» Task goal
Each record should be copied exactly into the answer, and no picture should go with it.

» Data records
○ ○ ○
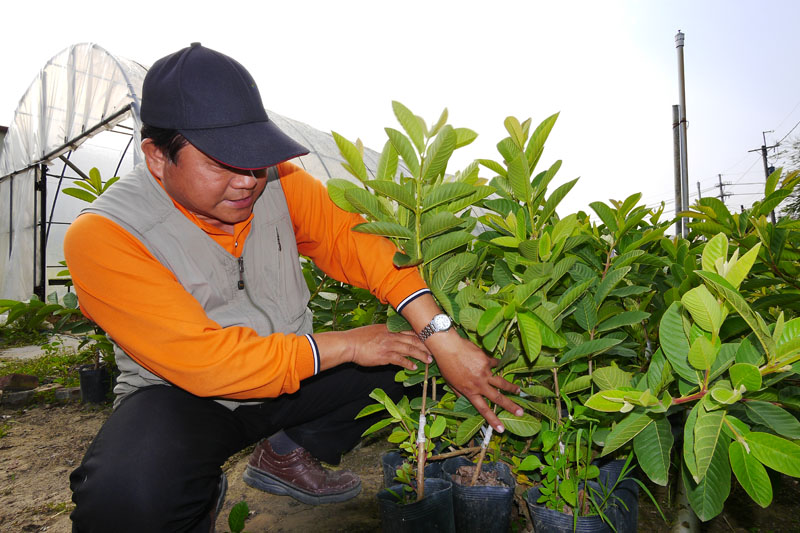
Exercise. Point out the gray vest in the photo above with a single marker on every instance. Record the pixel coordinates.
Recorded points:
(264, 289)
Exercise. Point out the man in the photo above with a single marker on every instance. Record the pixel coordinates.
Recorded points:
(190, 263)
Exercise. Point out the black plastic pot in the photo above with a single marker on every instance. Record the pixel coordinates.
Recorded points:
(610, 469)
(482, 508)
(391, 461)
(95, 383)
(622, 511)
(433, 513)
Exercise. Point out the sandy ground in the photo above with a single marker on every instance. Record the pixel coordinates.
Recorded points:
(41, 445)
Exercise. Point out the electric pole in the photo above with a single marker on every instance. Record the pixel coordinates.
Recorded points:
(767, 172)
(679, 37)
(722, 193)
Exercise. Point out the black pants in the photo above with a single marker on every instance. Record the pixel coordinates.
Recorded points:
(156, 462)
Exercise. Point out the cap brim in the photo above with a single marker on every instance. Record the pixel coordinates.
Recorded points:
(247, 146)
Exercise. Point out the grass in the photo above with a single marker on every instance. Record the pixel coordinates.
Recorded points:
(57, 365)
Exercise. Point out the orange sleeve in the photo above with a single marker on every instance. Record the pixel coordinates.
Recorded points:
(143, 307)
(323, 233)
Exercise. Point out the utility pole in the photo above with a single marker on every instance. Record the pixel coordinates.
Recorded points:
(676, 164)
(722, 193)
(682, 129)
(763, 151)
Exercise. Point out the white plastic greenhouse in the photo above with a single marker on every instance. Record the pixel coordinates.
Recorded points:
(82, 111)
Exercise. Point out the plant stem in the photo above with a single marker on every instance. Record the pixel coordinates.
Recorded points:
(558, 396)
(484, 446)
(421, 440)
(456, 453)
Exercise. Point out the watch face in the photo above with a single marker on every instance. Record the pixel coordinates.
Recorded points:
(441, 322)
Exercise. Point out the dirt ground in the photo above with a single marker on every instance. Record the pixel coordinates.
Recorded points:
(41, 445)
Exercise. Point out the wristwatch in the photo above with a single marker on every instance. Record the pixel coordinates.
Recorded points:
(438, 323)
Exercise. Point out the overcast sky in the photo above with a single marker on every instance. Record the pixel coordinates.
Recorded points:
(609, 67)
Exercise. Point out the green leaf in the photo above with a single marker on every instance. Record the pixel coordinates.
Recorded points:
(336, 191)
(366, 203)
(514, 130)
(393, 191)
(538, 391)
(452, 271)
(751, 474)
(438, 154)
(706, 434)
(403, 147)
(385, 229)
(775, 452)
(572, 294)
(703, 353)
(519, 178)
(608, 283)
(467, 429)
(352, 155)
(714, 249)
(689, 458)
(606, 215)
(739, 271)
(410, 124)
(589, 348)
(536, 142)
(531, 462)
(437, 427)
(578, 384)
(625, 430)
(237, 517)
(79, 194)
(626, 318)
(707, 498)
(741, 306)
(438, 223)
(745, 374)
(493, 166)
(464, 136)
(530, 334)
(443, 244)
(674, 343)
(653, 446)
(522, 426)
(446, 192)
(611, 377)
(773, 417)
(387, 162)
(586, 313)
(489, 320)
(704, 308)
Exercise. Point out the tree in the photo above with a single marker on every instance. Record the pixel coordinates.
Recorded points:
(790, 157)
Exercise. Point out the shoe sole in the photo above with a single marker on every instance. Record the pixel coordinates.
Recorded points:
(258, 479)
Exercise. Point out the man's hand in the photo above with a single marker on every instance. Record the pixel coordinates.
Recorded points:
(371, 346)
(468, 371)
(463, 365)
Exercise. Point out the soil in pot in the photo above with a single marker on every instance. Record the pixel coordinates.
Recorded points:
(95, 383)
(433, 513)
(622, 511)
(486, 506)
(391, 461)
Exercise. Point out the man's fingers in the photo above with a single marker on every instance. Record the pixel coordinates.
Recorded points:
(501, 383)
(486, 413)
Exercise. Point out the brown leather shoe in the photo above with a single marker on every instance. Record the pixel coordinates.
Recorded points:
(299, 475)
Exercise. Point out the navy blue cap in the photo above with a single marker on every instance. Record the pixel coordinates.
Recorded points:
(213, 101)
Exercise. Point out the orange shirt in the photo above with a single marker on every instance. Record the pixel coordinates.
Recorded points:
(148, 313)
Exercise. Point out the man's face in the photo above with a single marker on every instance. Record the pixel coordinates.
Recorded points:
(217, 194)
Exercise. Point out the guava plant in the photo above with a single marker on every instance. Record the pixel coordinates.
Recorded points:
○ ○ ○
» Reply
Exercise. Point out the gray vest in the photo above with a single marker on every instance. Record the pixel coordinates.
Recorded points:
(264, 289)
Exercise. Point out the man in the photo above with a single marker on every instance. Record the pixel coordinates.
Recorded points:
(190, 263)
Exercise. Point out the black plastic pot in the photo above with a single marker on every instance. Record the pixel coordinates.
Recorded points:
(610, 469)
(482, 508)
(391, 461)
(95, 383)
(622, 511)
(433, 513)
Exercise. Point out the sandy ground in the photo above with a single marker on every instance. Record the pixel coordinates.
Recorded points:
(41, 445)
Exercise. Point out the electric pole in the photo above with a single marker on every instance. Record the pixel coordinates.
Recorded points:
(767, 172)
(679, 37)
(722, 193)
Exercise. Point out the black pants in the photo above with a single marker on every instance. Record the pixel coordinates.
Recorded points:
(156, 462)
Exercise. Point out the cap brim in the photo above with a single marker on every instance. Record the pixel coordinates.
Recorded points:
(247, 146)
Exercise. Point out the grass in the photo above with a single marker on every instance. Record the pixel coordinates.
Recorded points:
(57, 365)
Exercise. Point out the orange sleeve in the photo above with a single marker on every instance. Record the pixel coordinates.
Recorded points:
(143, 307)
(323, 233)
Exercise. Point out the utility pole in the photo above with a single marker on every instance. Record the pixel coordinates.
Recorded points:
(676, 164)
(722, 193)
(682, 129)
(763, 151)
Exercise. Point out the white plastic greenhouse in the photo above with a single marker on every instance. Record the pixel coordinates.
Recorded points:
(82, 111)
Exercise. Point out the plant stem in the photo above with a single marker on every instance. Record the pixel coordinates.
Recorded points:
(558, 396)
(484, 446)
(421, 440)
(456, 453)
Exercise. Point out the watch face in the photo above with a single marker on every instance. Record the pixel coordinates.
Recorded points:
(441, 322)
Exercise. Point out the dirt ground in the photo above with a single marker on every instance. Record the pixel coordinates.
Recorded points:
(41, 445)
Exercise. Point out the wristwatch in the photo above with a single marker on every instance. Record the pixel coordinates.
Recorded points:
(438, 323)
Exercise. Point out the overcast sky in the photo above with a single marker on every instance. Record the pixel coordinates.
Recorded points:
(609, 67)
Exercise. Point out the green leaf in the photo above with a single marker on every instance. Record the pixel coordinates.
Recorded points:
(336, 191)
(366, 203)
(514, 130)
(393, 191)
(538, 391)
(452, 271)
(751, 474)
(438, 154)
(706, 434)
(403, 147)
(385, 229)
(775, 452)
(572, 294)
(703, 353)
(519, 178)
(608, 283)
(467, 429)
(352, 155)
(714, 249)
(689, 458)
(606, 215)
(739, 271)
(410, 124)
(589, 348)
(536, 142)
(531, 462)
(437, 427)
(578, 384)
(625, 430)
(237, 517)
(79, 194)
(626, 318)
(707, 498)
(741, 306)
(438, 223)
(745, 374)
(493, 166)
(464, 136)
(530, 334)
(443, 244)
(674, 343)
(653, 446)
(522, 426)
(446, 192)
(611, 377)
(773, 417)
(387, 162)
(586, 313)
(489, 320)
(704, 308)
Exercise. Point out the tree in the photo above with a single marker on every instance. Record the pixel coordinates.
Recorded points:
(790, 157)
Exercise. Point out the shoe sole in the photo above with a single marker on every instance. Record the pixel coordinates.
Recorded points:
(258, 479)
Exercise. Point out the man's hand in the photo above with a single marker on every instance. Record the pixel coordinates.
Recorded points:
(371, 346)
(468, 371)
(463, 365)
Exercise. Point out the soil in pot in the photo above with a single marker on every instance. Record the pixel coordinates.
Recorded points:
(95, 383)
(433, 513)
(622, 511)
(486, 506)
(391, 461)
Exercise. Point out the man's fingers in the photo above with a single marker on every instance. Record the pixel coordinates.
Recorded points:
(501, 383)
(486, 413)
Exercise. Point out the brown leather shoe in the photo above with a single marker on every instance. Record the pixel coordinates.
Recorded points:
(299, 475)
Exercise. Point out the navy blue cap in the photo above with a single marker on every instance. Record the pixel coordinates.
Recorded points:
(213, 101)
Exercise. Point out the orange shirt in the photo above with a single marker on every instance. Record the pixel coordinates.
Recorded points:
(148, 313)
Exercise. Point out the man's face in the photo above with a single marker on every instance. Record the pixel coordinates.
Recorded points:
(217, 194)
Exercise. Point out the guava plant in the photo above with a single marker on every instance. Record the pixel coordinates.
Recorded points:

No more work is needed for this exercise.